*** Opening Document extract ***

Mild cognitive impairment not linked to anesthesia: Study

By: Mohan Garikiparithi | Brain Function | Wednesday, January 20, 2016 - 11:30 AM

Mild cognitive impairment not linked to anesthesiaIn a recently conducted Mayo Clinic study which involved people over 40 years who received anesthesia, researchers found that the development of mild cognitive impairment MCI) later in life had nothing to do with the anesthesia.

Mild cognitive impairment is more critical than the normal age-related cognitive decline, but not as critical as dementia. The findings of the study can be got from Mayo Clinic Proceedings (February issue).

It is well documented fact that elderly patients can develop post-anesthesia delirium, but this condition usually gets resolved in a few days, or at most, a couple of weeks. The objective of this study was to determine whether surgical anesthesia can lead to more prolonged cognitive decline.

For the study, the researchers followed 1,731 male and female patients who were, aged between 70 and 89. All these patients were cognitively normal as of October 2004; the patients’ cognitive abilities were evaluated every 15 months. Among the people followed, 85% received surgical anesthesia at least once after age 40. And 31% of the group developed mild cognitive impairment during the study evaluation period.

The researchers noted that while mild cognitive impairment was definitely not linked to exposure to anesthesia for surgery after age 40, they couldn’t be as definitive when it came to surgical anesthesia after age 60, especially in vascular surgery patients.

The researchers were not completely surprised because there is increasing evidence that vascular problems that lead to stroke could lead to cognitive decline. And in such cases it may not be the anesthesia that is the culprit.

According to David O Warner, M.D., a Mayo Clinic anesthesiologist, and the senior author of the study, the final take-out of the study is that there is no association between development of mild cognitive impairment and exposure to surgical anesthesia.

These findings add impetus to a previous Mayo study which proved that older patients who receive anesthesia have the same risk of developing dementia as people of the same age who did not receive anesthesia.

However, at the other end of the age spectrum, Mayo researchers are seeing some cognitive decline (problems with learning and memory later in life) when young children are exposed to anesthesia. However, its early days yet, and the findings are by no means established. Even as this goes to print, other studies are being done see if this really is a problem in children receiving anesthesia, and if there is a problem, what is the best way to address it.

*** Closing Document extract ***
*** Opening Dataset entries ***

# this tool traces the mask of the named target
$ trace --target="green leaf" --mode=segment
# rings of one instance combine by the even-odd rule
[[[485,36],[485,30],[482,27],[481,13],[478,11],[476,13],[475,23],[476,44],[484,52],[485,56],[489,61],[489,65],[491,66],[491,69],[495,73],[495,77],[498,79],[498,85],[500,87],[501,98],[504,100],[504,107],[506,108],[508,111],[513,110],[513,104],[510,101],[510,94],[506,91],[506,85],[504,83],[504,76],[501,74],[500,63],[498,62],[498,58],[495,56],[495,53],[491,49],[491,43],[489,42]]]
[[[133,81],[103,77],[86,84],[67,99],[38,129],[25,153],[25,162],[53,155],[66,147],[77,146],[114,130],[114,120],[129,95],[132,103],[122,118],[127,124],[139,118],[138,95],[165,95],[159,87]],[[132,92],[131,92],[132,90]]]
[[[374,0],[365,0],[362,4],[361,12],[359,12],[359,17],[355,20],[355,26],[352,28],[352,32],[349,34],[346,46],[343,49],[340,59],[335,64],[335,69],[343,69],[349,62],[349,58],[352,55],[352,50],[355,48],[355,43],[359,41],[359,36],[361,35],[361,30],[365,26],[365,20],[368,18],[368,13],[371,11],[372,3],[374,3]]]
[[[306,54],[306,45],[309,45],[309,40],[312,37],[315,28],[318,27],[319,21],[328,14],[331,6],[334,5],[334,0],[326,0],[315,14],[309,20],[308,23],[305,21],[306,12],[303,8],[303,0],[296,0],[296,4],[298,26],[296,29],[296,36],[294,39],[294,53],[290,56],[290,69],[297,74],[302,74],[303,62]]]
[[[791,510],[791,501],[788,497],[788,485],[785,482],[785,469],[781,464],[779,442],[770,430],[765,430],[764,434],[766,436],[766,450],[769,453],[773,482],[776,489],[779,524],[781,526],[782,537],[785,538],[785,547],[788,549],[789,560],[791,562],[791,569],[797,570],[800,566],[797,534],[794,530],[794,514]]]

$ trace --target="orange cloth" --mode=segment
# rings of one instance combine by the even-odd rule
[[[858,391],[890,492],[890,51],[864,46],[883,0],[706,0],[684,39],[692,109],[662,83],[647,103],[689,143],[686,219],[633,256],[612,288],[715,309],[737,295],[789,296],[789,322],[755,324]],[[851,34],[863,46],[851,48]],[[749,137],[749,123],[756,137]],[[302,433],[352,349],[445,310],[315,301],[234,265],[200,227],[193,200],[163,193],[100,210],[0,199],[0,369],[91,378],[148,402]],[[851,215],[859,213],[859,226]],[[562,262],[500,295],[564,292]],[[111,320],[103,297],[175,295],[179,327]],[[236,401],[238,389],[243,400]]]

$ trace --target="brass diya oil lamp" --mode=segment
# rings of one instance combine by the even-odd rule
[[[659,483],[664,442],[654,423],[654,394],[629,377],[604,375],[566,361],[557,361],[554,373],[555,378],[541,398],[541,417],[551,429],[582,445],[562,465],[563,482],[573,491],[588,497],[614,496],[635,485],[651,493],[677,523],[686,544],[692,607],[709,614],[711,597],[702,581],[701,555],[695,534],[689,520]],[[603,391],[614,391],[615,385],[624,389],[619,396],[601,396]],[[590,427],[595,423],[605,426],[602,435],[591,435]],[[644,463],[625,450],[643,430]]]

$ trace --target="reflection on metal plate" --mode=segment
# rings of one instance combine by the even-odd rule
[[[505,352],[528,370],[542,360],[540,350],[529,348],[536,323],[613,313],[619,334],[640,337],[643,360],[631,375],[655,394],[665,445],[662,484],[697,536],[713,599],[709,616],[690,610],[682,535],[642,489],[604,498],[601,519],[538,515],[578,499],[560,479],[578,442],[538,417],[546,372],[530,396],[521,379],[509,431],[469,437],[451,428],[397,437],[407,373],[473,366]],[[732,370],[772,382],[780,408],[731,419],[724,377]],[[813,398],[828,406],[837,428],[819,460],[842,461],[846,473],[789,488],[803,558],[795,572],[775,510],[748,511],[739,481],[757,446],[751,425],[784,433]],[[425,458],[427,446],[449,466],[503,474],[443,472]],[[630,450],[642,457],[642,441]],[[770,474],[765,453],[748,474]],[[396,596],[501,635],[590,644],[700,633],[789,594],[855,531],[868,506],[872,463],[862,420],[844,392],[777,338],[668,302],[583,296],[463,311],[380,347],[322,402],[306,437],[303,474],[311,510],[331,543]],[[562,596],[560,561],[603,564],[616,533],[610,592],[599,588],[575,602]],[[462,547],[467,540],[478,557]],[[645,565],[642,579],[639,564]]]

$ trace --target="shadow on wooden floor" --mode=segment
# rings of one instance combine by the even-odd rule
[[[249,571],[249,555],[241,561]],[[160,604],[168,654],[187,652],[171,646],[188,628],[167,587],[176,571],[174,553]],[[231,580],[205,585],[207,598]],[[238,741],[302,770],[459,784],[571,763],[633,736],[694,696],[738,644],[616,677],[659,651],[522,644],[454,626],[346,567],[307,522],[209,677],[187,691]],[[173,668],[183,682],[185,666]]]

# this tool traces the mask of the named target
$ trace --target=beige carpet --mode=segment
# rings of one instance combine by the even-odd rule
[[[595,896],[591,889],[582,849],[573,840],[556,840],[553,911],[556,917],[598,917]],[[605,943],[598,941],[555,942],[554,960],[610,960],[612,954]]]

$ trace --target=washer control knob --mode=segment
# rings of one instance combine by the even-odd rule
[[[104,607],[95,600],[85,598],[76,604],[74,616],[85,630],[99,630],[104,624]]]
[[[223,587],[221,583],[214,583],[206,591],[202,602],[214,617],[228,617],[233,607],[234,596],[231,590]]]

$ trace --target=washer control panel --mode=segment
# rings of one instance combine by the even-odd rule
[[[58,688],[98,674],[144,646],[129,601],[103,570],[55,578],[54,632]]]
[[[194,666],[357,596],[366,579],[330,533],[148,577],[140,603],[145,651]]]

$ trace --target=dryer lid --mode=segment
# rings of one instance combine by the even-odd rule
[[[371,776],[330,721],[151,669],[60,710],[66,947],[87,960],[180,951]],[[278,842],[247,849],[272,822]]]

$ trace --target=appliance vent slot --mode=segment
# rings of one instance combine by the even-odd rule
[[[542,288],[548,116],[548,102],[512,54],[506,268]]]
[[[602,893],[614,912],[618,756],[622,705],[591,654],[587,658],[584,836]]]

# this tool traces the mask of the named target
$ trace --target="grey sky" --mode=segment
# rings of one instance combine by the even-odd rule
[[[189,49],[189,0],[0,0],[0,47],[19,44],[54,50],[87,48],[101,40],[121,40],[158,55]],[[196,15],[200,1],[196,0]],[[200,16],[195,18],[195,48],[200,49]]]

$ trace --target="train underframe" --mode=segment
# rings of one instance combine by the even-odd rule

*** Closing Dataset entries ***

- **What to work on**:
a) Reproduce the passage of the article on anesthesia and mild cognitive impairment starting at "Mild cognitive impairment is" and ending at "Proceedings (February issue).".
b) List each distinct age, in years, that the article on anesthesia and mild cognitive impairment mentions.

- **Expected results**:
a)
Mild cognitive impairment is more critical than the normal age-related cognitive decline, but not as critical as dementia. The findings of the study can be got from Mayo Clinic Proceedings (February issue).

b)
40
70
89
60